(Problem to work on)
Where does the string "below" appear in the records? Copy every line that contains it.

(Collection entries)
# # # # #

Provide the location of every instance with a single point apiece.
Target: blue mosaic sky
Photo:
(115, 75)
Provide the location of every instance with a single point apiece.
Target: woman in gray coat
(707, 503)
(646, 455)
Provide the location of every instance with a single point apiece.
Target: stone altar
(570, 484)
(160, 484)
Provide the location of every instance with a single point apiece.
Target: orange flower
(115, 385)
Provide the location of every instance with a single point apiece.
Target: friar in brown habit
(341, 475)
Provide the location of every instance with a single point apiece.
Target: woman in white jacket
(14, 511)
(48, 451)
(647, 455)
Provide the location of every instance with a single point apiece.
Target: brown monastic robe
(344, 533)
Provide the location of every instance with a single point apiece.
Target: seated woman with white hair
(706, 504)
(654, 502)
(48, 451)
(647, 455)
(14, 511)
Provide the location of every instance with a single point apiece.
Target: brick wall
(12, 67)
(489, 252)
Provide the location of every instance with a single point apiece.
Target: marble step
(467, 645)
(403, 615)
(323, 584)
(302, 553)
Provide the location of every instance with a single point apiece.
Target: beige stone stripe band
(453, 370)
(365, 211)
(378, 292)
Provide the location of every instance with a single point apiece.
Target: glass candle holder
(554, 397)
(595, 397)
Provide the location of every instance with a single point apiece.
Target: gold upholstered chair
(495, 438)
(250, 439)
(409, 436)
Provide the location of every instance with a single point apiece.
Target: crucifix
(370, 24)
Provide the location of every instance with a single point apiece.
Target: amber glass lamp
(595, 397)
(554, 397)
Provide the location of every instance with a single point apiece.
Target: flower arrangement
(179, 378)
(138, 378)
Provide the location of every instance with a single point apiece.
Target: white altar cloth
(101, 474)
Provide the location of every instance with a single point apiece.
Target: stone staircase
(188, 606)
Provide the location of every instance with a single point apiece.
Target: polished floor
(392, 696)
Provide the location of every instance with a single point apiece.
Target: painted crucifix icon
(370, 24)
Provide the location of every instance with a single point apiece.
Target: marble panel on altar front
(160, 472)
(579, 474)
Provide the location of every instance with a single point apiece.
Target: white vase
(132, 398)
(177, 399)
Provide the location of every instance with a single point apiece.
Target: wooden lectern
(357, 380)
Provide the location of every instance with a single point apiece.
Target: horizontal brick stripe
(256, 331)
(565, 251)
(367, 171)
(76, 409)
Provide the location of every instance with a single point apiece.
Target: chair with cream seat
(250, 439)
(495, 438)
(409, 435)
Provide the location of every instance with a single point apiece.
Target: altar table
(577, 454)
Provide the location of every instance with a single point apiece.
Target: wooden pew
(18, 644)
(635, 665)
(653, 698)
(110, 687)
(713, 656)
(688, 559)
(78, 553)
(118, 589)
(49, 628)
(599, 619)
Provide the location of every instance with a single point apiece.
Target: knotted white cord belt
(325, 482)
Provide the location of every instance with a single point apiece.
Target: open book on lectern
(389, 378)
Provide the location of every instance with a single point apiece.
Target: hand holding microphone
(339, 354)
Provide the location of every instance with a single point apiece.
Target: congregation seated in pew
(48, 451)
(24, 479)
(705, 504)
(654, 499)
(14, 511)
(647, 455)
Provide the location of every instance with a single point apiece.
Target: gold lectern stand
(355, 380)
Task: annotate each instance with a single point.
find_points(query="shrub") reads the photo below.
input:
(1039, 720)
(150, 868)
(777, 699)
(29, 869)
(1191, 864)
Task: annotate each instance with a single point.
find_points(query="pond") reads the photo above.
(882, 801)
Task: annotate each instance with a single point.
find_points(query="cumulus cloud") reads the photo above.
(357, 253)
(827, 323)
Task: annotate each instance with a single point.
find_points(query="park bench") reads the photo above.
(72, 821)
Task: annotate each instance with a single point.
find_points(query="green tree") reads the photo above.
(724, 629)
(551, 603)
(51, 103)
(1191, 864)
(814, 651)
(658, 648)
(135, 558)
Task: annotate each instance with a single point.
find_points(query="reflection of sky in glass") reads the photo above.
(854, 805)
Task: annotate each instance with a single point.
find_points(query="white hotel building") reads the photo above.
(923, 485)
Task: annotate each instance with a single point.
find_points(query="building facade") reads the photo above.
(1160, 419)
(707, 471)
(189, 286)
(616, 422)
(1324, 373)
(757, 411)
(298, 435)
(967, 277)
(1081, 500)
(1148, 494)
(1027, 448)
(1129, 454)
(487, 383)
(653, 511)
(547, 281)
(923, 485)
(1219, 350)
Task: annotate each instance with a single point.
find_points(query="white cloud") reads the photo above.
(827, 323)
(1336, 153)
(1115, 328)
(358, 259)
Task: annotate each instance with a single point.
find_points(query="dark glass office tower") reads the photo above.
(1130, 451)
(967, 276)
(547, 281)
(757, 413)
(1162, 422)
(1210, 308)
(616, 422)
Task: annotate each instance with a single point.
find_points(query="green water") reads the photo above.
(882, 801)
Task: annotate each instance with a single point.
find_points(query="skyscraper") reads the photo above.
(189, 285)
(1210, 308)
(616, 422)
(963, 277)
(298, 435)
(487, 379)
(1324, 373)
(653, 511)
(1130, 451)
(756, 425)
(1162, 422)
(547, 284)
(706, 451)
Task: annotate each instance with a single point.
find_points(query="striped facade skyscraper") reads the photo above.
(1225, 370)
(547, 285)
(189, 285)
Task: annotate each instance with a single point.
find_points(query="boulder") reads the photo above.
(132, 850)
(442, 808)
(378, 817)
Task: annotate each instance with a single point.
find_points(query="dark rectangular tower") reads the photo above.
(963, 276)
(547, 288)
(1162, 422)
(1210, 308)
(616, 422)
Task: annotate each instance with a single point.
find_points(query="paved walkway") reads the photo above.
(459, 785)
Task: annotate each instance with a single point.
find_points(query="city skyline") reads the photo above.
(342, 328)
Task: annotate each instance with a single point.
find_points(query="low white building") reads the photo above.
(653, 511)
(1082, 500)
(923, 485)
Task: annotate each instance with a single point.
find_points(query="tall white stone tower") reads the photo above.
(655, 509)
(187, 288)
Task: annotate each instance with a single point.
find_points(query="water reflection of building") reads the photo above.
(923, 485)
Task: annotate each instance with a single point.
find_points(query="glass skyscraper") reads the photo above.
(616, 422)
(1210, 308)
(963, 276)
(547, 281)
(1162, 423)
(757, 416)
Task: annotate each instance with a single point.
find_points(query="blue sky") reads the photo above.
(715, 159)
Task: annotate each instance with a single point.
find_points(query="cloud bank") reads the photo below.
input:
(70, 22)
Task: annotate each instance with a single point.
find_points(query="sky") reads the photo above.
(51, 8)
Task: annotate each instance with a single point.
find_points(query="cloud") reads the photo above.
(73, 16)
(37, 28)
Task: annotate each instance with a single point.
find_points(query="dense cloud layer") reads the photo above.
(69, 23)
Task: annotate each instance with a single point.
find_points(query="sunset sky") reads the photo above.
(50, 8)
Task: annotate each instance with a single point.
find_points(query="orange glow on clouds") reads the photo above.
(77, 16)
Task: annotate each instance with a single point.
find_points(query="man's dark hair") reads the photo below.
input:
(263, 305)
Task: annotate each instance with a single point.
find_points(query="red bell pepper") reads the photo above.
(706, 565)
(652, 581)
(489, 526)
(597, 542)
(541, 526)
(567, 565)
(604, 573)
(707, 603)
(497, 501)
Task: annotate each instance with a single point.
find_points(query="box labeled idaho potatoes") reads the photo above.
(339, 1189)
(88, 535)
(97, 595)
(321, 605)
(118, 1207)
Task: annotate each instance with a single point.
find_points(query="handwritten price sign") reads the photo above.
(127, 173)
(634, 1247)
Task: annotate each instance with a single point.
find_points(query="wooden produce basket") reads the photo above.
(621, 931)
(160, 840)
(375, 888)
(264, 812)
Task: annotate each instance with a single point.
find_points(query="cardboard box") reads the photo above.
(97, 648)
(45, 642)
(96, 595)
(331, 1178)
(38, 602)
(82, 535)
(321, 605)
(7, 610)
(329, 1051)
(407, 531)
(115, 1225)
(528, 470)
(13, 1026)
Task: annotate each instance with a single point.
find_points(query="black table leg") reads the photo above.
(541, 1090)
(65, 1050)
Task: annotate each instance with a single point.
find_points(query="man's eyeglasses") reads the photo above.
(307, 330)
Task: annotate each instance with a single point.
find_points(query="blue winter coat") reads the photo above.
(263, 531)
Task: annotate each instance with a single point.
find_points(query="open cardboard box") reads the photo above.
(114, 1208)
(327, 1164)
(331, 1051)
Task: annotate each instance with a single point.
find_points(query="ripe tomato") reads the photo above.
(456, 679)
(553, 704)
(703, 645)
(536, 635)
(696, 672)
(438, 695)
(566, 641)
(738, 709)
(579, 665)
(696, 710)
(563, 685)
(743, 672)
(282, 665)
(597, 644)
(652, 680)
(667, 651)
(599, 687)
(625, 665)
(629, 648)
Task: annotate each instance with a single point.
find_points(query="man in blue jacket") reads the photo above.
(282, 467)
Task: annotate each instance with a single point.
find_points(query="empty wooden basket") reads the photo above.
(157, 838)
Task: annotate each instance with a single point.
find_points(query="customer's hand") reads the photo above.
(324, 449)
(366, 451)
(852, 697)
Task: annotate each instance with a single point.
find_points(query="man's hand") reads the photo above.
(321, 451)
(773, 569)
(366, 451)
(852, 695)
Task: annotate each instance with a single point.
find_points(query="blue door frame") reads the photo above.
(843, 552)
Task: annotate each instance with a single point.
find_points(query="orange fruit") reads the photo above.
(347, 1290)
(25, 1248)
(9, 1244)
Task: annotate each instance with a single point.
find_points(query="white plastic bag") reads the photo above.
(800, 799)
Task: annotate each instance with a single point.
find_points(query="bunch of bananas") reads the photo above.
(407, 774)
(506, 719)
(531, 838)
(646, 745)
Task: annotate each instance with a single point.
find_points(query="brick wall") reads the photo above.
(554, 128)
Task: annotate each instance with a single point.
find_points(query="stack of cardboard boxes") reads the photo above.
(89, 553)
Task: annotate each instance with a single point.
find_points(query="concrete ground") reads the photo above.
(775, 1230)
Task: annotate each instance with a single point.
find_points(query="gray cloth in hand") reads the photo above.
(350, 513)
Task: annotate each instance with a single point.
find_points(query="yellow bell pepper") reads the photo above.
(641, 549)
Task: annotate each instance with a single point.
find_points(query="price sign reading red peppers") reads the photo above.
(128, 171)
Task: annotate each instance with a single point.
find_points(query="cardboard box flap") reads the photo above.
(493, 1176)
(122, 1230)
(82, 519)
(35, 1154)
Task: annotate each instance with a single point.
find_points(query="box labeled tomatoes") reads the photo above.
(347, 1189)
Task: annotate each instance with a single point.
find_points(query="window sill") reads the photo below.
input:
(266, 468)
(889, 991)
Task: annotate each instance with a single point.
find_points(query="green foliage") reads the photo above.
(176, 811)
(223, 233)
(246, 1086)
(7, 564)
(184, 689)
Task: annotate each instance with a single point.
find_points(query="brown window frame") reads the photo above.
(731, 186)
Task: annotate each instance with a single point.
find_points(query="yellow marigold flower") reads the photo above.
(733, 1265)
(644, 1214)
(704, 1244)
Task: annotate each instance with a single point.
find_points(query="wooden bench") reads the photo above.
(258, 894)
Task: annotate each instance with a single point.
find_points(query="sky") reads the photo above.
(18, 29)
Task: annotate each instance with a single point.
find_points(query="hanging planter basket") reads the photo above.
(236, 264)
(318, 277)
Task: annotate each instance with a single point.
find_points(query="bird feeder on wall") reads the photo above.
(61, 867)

# # # # #

(Solution)
find_points(query="shrub") reads the photo below.
find_points(query="cloud bank") reads the photo below.
find_points(query="man's dark hair") reads the photo below.
find_points(query="window sill") reads the photo below.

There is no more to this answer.